TAREFA DE TRABALHO 1.
Responda com base no texto selecionado:
(a) A que jornal o diretor-geral de higiene deu a declaração do dia 23?
(b) De que cidade vinha o navio Demerara?
(c) Quantos habitantes a cidade tinha, aproximadamente, naquela época?
TAREFA DE TRABALHO 2.
Reproduza do texto selecionado o trecho que começa em "A doença embarcou" e termina em "15 mil mortos.".

TEXTO SELECIONADO.

Corria o mês de setembro de 1918. O Rio de Janeiro começava a ser acometido de uma doença que levava à morte. Não havia ministro da saúde. Havia um diretor-geral de higiene que disse ao jornal Correio da Manhã no dia 23: “aparentemente está tudo sob controle. “Até agora nenhum caso suspeito da influenza espanhola chegou (..) Fui pessoalmente a bordo (…) Fiquei convencido de que não havia motivos de intranquilidade”.  Havia sim. Não estava tudo sob controle. Qualquer semelhança com o que vivemos desde 2020 não é mera coincidência.

A doença embarcou no Demerara vindo de Lisboa com uma escala fatal em Dakar. ”A gripe desceu do navio nos pés dos marujos que se espalharam pela praça Mauá…Em dias, os primeiros sintomas se fizeram sentir. As pessoas começaram a passar mal, a cair doentes e a morrer em questão de hora” ( A Metrópole à beira Mar, Ruy Castro, pág. 17) No dia 11 de outubro, eram 440 doentes e 3 dias depois 20 mil.  No mês seguinte, novembro, já eram 15 mil mortos.

A doença fez um strike na cidade que naquela época tinha cerca de 940 mil habitantes. No meio deles, estava minha tia Djanira. Nasceu em maio daquele mesmo ano em uma das ladeiras do morro de São Carlos, no bairro do Estácio, centro do Rio. Filha mais velha de um casal neto de escravos, recebeu esse nome chique como o da famosa pintora. A família ficaria por essas bandas do Estácio até meados da década seguinte. Meu pai, o segundo filho dessa família, que ainda teria mais 8 componentes, também nasceu na mesma rua do morro.

DADOS BRUTOS.

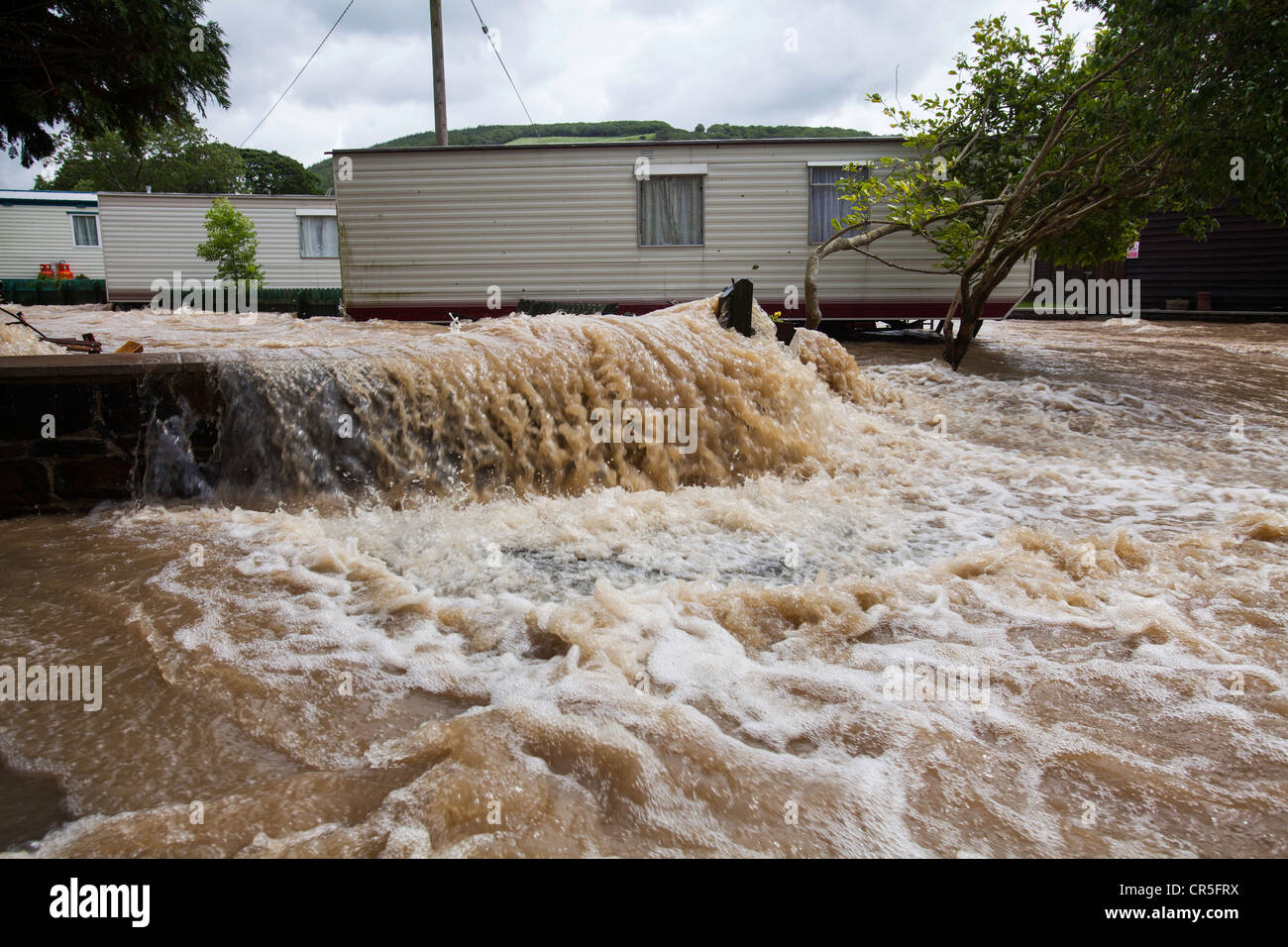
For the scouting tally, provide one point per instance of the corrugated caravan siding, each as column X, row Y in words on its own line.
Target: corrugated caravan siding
column 147, row 237
column 31, row 235
column 441, row 227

RESPOSTA DO EXERCÍCIO 1.
(a) Ao jornal Correio da Manhã.
(b) De Lisboa, com escala em Dakar.
(c) Cerca de 940 mil habitantes.

RESPOSTA DO EXERCÍCIO 2.
A doença embarcou no Demerara vindo de Lisboa com uma escala fatal em Dakar. ”A gripe desceu do navio nos pés dos marujos que se espalharam pela praça Mauá…Em dias, os primeiros sintomas se fizeram sentir. As pessoas começaram a passar mal, a cair doentes e a morrer em questão de hora” ( A Metrópole à beira Mar, Ruy Castro, pág. 17) No dia 11 de outubro, eram 440 doentes e 3 dias depois 20 mil.  No mês seguinte, novembro, já eram 15 mil mortos.